Extrait présenté:
-*-

Lénine lui-même, parlant de l’agression autrichienne à la Serbie, clarifie son point de vue : « L’élément national dans la guerre actuelle est représenté seulement par la guerre de la Serbie contre l’Autriche… C’est seulement en Serbie et parmi les serbes qu’il existe un mouvement de libération nationale datant de longues années, embrassant des millions d’individus parmi les « masses populaires », et dont le « prolongement » est la guerre de la Serbie contre l’Autriche. Si cette guerre était isolée, c’est-à-dire si elle n’était pas liée à la guerre européenne générale, aux visées égoïstes et spoliatrices de l’Angleterre, de la Russie, etc., tous les socialistes seraient tenus de souhaiter le succès de la bourgeoisie serbe – c’est là la seule conclusion juste et absolument nécessaire que l’on doive tirer du facteur national dans la guerre actuelle. Mais le sophiste Kautsky, qui est présentement au service des bourgeois, des cléricaux et des généraux autrichiens, ne tire justement pas cette conclusion. »

Concrètement, Lénine nous explique que s’il n’y avait pas de guerre mondiale, il soutiendrait sans hésiter la Serbie. Aujourd’hui, alors qu’il n’y a pas de guerre mondiale déclarée et qu’il n’est pas clair si cela se produira finalement dans la prochaine période, c’est une obligation de soutenir la nation attaquée, là où il y a « un mouvement de libération nationale… », « embrassant des millions d’individus parmi les « masses populaires » … ».

La guerre actuelle entre deux États capitalistes plus ou moins similaires ne l’est pas non plus. La Russie est une puissance, pour nous impérialiste, comme nous l’avons démontré et documenté dans diverses élaborations de notre courant[2], et l’Ukraine est un pays capitaliste arriéré, semi-colonial.

L’objectif de l’invasion russe était d’assujettir l’Ukraine contre son gré et de la récupérer pour sa zone d’influence, d’éliminer sa relative indépendance et de lui enlever une partie de son territoire. Les travailleurs et le peuple ukrainiens ont parfaitement le droit de se défendre et de répondre militairement à l’envahisseur. C’est une guerre juste[3], en défense de leur droit à l’autodétermination. C’est pourquoi c’est une obligation des socialistes révolutionnaires de soutenir ce mouvement de libération nationale, en collaborant avec tout ce qui est en notre pouvoir pour vaincre l’envahisseur. Dans cette guerre, nous ne pouvons pas être neutres, nous abstenir ou appeler au défaitisme en Ukraine. Nous devons être pour la défaite de la Russie. Il ne peut y avoir aucune ambiguïté à cet égard. La défaite de la Russie serait une victoire révolutionnaire qui revigorerait le mouvement ouvrier russe et toutes les nationalités opprimées par lui, à commencer par les Ukrainiens. Il est faux de proclamer comme les campistes qu’une éventuelle défaite russe face à la résistance ukrainienne serait une victoire pour l’OTAN. L’OTAN, qui était complètement discréditée et affaiblie avant la guerre, s’est énormément renforcée grâce à Poutine. L’agression et les brutalités contre le peuple ukrainien par la Russie lui ont permis de se revitaliser, de s’armer jusqu’aux dents, de mettre fin à la neutralité de la Suède et de la Finlande et de se présenter comme le « sauveur » de millions de personnes.

-*-

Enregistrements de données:

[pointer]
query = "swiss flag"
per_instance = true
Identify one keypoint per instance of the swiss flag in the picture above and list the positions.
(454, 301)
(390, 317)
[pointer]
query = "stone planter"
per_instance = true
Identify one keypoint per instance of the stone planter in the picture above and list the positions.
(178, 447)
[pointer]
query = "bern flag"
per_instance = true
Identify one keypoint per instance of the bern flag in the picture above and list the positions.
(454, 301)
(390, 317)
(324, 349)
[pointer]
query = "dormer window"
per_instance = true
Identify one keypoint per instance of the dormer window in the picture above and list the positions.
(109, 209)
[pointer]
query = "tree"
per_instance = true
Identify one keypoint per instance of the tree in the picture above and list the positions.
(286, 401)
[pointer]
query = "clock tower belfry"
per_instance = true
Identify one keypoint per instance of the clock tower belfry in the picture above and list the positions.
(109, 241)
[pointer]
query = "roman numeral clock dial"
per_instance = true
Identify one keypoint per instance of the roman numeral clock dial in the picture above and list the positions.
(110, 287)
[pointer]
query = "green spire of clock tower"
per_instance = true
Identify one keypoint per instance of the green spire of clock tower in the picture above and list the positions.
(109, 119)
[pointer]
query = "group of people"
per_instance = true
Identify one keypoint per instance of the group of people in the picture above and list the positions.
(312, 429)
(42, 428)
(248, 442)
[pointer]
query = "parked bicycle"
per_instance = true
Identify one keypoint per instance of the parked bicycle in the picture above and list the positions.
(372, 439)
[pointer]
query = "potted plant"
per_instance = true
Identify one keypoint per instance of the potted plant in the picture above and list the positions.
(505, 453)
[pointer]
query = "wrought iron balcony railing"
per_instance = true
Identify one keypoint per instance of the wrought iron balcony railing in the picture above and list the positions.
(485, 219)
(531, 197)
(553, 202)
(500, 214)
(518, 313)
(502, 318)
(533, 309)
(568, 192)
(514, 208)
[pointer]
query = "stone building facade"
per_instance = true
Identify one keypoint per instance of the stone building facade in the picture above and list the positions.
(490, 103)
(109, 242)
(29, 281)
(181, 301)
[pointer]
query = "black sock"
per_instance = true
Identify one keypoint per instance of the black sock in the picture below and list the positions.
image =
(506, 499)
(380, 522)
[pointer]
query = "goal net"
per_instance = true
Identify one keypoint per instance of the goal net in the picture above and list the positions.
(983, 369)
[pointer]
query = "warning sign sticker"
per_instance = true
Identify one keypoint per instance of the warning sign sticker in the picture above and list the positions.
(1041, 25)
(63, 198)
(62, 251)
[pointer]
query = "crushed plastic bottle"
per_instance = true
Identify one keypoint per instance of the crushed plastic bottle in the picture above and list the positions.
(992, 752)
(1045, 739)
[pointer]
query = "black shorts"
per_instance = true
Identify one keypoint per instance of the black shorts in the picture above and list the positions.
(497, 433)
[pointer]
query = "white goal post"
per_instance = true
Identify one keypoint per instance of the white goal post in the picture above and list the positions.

-*-

Consignes:
- A) Pour chaque affirmation ci-dessous, répondez par oui ou non selon qu’elle concorde ou non avec l’extrait présenté, puis citez à l’identique les mots de l’extrait qui tranchent. (i) L’Ukraine y est décrite comme un pays capitaliste arriéré et semi-colonial. (ii) L’OTAN était déjà renforcée avant la guerre. (iii) L’extrait admet une position neutre dans cette guerre.
- B) Repérez dans les enregistrements toutes les lignes qui contiennent la chaîne « warning », en tenant compte de la casse, et recopiez-les.

Résultats:
- A)
(i) Oui : « l’Ukraine est un pays capitaliste arriéré, semi-colonial »
(ii) Non : « L’OTAN, qui était complètement discréditée et affaiblie avant la guerre »
(iii) Non : « Dans cette guerre, nous ne pouvons pas être neutres »

- B)
query = "warning sign sticker"
Identify one keypoint per instance of the warning sign sticker in the picture above and list the positions.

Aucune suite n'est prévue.